WHAT IS NEEDED: Render every line of the entries below as a Markdown table with a Row column holding the row number and a Line column holding the line, skipping blank lines.

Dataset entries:
-=-=-

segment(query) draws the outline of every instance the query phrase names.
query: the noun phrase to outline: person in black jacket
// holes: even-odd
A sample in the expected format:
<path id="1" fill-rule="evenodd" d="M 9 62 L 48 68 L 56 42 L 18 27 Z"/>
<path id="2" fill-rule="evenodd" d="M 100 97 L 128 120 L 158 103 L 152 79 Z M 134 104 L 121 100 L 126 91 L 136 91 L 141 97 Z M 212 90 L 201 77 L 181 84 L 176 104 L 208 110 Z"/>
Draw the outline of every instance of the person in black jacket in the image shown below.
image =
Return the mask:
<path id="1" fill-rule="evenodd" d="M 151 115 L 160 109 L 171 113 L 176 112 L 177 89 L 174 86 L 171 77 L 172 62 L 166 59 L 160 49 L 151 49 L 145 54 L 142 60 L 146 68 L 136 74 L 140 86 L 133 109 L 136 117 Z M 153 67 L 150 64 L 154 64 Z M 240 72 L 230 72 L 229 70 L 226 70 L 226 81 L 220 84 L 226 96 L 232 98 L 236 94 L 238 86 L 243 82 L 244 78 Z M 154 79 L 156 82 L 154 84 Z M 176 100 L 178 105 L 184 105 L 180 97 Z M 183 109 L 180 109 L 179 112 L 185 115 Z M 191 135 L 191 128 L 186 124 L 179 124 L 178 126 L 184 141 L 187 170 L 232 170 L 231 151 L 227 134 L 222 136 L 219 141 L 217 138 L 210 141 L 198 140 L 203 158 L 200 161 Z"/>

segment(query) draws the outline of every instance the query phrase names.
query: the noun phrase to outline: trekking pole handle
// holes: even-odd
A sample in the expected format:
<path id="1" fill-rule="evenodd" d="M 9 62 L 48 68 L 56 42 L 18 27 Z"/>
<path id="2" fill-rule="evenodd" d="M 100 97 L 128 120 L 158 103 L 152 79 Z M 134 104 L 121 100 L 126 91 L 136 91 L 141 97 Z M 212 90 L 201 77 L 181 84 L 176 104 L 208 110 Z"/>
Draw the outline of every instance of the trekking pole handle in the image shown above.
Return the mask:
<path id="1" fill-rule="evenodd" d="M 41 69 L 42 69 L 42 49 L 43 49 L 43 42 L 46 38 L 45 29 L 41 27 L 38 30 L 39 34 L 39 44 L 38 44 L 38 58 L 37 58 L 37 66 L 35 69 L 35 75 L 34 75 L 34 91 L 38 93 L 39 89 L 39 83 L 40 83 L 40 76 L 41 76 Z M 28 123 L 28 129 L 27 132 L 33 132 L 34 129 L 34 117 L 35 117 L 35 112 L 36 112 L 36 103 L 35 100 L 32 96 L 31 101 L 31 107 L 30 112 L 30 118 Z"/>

-=-=-

WORKED ANSWER:
| Row | Line |
|---|---|
| 1 | segment(query) draws the outline of every instance the query phrase names. |
| 2 | query: the noun phrase to outline: person in black jacket |
| 3 | // holes: even-odd |
| 4 | A sample in the expected format: |
| 5 | <path id="1" fill-rule="evenodd" d="M 9 62 L 48 68 L 56 42 L 18 27 Z"/> |
| 6 | <path id="2" fill-rule="evenodd" d="M 100 97 L 128 120 L 158 103 L 152 79 Z M 134 104 L 121 100 L 126 91 L 136 91 L 141 97 Z M 212 90 L 201 77 L 181 84 L 176 104 L 208 110 Z"/> |
| 7 | Draw the outline of every instance of the person in black jacket in the image shown below. |
| 8 | image = |
| 9 | Return the mask: |
| 10 | <path id="1" fill-rule="evenodd" d="M 151 115 L 160 109 L 171 113 L 176 112 L 177 89 L 174 86 L 171 77 L 172 62 L 166 59 L 160 49 L 151 49 L 145 54 L 142 60 L 146 68 L 136 74 L 140 86 L 133 109 L 136 117 Z M 153 67 L 150 64 L 154 64 Z M 240 72 L 230 72 L 229 70 L 226 70 L 226 81 L 220 84 L 226 96 L 232 98 L 236 94 L 238 86 L 243 82 L 244 78 Z M 154 79 L 156 82 L 154 84 Z M 176 100 L 178 105 L 184 105 L 180 97 Z M 183 109 L 180 109 L 179 112 L 185 115 Z M 191 135 L 191 128 L 186 124 L 179 124 L 178 126 L 184 141 L 187 170 L 232 170 L 231 151 L 227 134 L 222 136 L 219 141 L 217 138 L 210 141 L 198 140 L 203 158 L 200 161 Z"/> |
| 11 | segment(query) draws the outline of every instance the query phrase names. |
| 12 | query: the noun phrase to outline: trekking pole handle |
| 13 | // holes: even-odd |
| 14 | A sample in the expected format: |
| 15 | <path id="1" fill-rule="evenodd" d="M 9 62 L 48 68 L 56 42 L 18 27 Z"/> |
| 16 | <path id="2" fill-rule="evenodd" d="M 100 97 L 128 120 L 158 103 L 152 79 Z M 134 104 L 121 100 L 126 91 L 136 91 L 141 97 Z M 212 90 L 201 77 L 181 84 L 176 104 L 208 110 Z"/> |
| 17 | Draw the outline of every instance of the trekking pole handle in the image shown above. |
| 18 | Return the mask: |
| 19 | <path id="1" fill-rule="evenodd" d="M 41 69 L 42 69 L 42 49 L 43 49 L 43 42 L 46 38 L 45 29 L 41 27 L 38 30 L 39 34 L 39 44 L 38 44 L 38 58 L 37 58 L 37 66 L 35 69 L 35 75 L 34 75 L 34 91 L 38 93 L 39 89 L 39 83 L 40 83 L 40 76 L 41 76 Z M 28 123 L 28 129 L 27 132 L 33 132 L 34 129 L 34 117 L 35 117 L 35 112 L 36 112 L 36 103 L 35 100 L 32 96 L 31 101 L 31 107 L 30 112 L 30 118 Z"/> |